• REQUIREMENT
Reproduce each of the lines below word for word, keeping every character and line break unchanged.

....

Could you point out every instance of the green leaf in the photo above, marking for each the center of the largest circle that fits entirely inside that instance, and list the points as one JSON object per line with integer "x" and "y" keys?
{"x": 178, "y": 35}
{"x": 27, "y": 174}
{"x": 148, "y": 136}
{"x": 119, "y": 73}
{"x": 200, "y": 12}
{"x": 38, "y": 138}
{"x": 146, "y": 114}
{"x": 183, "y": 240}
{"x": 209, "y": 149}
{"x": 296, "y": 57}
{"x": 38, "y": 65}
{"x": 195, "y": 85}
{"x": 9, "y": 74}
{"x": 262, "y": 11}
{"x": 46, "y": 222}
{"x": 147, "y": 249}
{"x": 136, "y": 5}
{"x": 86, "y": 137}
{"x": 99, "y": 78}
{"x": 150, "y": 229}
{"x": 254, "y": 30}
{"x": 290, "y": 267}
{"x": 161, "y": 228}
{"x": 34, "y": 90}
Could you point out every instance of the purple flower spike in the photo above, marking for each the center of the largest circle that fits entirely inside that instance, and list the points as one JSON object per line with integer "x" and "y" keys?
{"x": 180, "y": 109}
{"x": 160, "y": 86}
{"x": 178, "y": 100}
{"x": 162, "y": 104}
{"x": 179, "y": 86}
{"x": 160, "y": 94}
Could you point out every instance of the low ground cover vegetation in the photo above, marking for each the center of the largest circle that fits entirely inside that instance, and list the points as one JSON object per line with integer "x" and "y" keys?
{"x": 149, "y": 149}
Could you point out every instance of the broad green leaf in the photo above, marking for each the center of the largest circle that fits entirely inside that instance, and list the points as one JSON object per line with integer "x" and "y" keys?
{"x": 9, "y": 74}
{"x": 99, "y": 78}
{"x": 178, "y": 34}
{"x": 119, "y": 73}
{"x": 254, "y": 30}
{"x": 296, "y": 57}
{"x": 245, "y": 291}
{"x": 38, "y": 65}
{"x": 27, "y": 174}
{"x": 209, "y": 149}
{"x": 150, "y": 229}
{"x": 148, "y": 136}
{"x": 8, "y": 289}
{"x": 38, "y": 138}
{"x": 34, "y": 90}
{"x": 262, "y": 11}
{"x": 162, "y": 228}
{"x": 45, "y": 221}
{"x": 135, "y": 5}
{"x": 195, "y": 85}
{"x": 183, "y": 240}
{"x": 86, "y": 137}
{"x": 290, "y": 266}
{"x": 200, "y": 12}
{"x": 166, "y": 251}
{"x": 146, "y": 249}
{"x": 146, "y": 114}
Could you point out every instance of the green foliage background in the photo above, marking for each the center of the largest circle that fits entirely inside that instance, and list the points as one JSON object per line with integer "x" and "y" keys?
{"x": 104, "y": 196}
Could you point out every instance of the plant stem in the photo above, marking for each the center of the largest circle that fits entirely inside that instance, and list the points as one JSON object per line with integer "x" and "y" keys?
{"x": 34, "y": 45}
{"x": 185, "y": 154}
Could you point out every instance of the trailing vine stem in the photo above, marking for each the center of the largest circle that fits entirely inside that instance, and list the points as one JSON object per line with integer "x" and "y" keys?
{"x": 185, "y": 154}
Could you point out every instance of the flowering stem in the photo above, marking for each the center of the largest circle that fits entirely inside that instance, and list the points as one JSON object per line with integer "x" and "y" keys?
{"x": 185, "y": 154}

....

• EXERCISE OUTPUT
Could you point out every instance of the green leaf in the photo above, marking for each the center of the largest circle that fits entirely inside that instance, and list the points as one JSON object per line with integer "x" and "y" keys?
{"x": 178, "y": 35}
{"x": 27, "y": 174}
{"x": 148, "y": 136}
{"x": 119, "y": 73}
{"x": 200, "y": 12}
{"x": 38, "y": 138}
{"x": 146, "y": 114}
{"x": 183, "y": 240}
{"x": 209, "y": 149}
{"x": 296, "y": 57}
{"x": 38, "y": 65}
{"x": 195, "y": 85}
{"x": 9, "y": 74}
{"x": 262, "y": 11}
{"x": 46, "y": 222}
{"x": 147, "y": 249}
{"x": 136, "y": 5}
{"x": 86, "y": 137}
{"x": 99, "y": 78}
{"x": 150, "y": 229}
{"x": 254, "y": 30}
{"x": 290, "y": 267}
{"x": 161, "y": 228}
{"x": 34, "y": 90}
Could you point out every instance of the purple flower spike in the photo above, marking for each the center of the largest circle that fits entirely inside that instance, and list the points as one JSON object per line with integer "x" and "y" keys?
{"x": 180, "y": 109}
{"x": 160, "y": 86}
{"x": 178, "y": 100}
{"x": 162, "y": 104}
{"x": 179, "y": 86}
{"x": 160, "y": 94}
Could you point out every instance of the low ground cover vegetation in the photo above, marking for each the center of the largest circle that fits entirely inside that instance, and list the points as one JSON object per line with integer "x" and "y" keys?
{"x": 149, "y": 149}
Could you point out every instance of the broad green leaf in the photo above, marking for each the center of the largest circle that fits entirely inside that instance, and list the points as one JSON object per line with integer "x" and "y" keys?
{"x": 9, "y": 74}
{"x": 99, "y": 78}
{"x": 178, "y": 34}
{"x": 119, "y": 73}
{"x": 254, "y": 30}
{"x": 296, "y": 57}
{"x": 245, "y": 291}
{"x": 38, "y": 65}
{"x": 27, "y": 174}
{"x": 209, "y": 149}
{"x": 150, "y": 229}
{"x": 148, "y": 136}
{"x": 8, "y": 289}
{"x": 38, "y": 138}
{"x": 34, "y": 90}
{"x": 262, "y": 11}
{"x": 162, "y": 228}
{"x": 45, "y": 221}
{"x": 135, "y": 5}
{"x": 195, "y": 85}
{"x": 183, "y": 240}
{"x": 86, "y": 137}
{"x": 290, "y": 266}
{"x": 200, "y": 12}
{"x": 166, "y": 251}
{"x": 146, "y": 249}
{"x": 146, "y": 114}
Could you point out every instance of the green foliage background in the photo above, marking for each the center of the largest circle that fits entirely inside that instance, and list the points as one JSON object per line with integer "x" and "y" keys?
{"x": 104, "y": 196}
Could you point out every instance of the plant stem in the photo above, marking for each the center of the largest circle that fits entirely inside that instance, and list the points as one JSON object per line with integer "x" and "y" keys?
{"x": 34, "y": 45}
{"x": 185, "y": 154}
Could you point out every instance of the trailing vine stem in the photo above, marking for each the center of the largest circle that fits entirely inside that instance, and list the points as one JSON object per line with integer "x" and "y" keys?
{"x": 185, "y": 154}
Could you point out every instance of the flowering stem in the photo above, marking for each the center of the largest circle that fits entirely inside that instance, and list the points as one JSON object per line with integer "x" and "y" keys?
{"x": 185, "y": 154}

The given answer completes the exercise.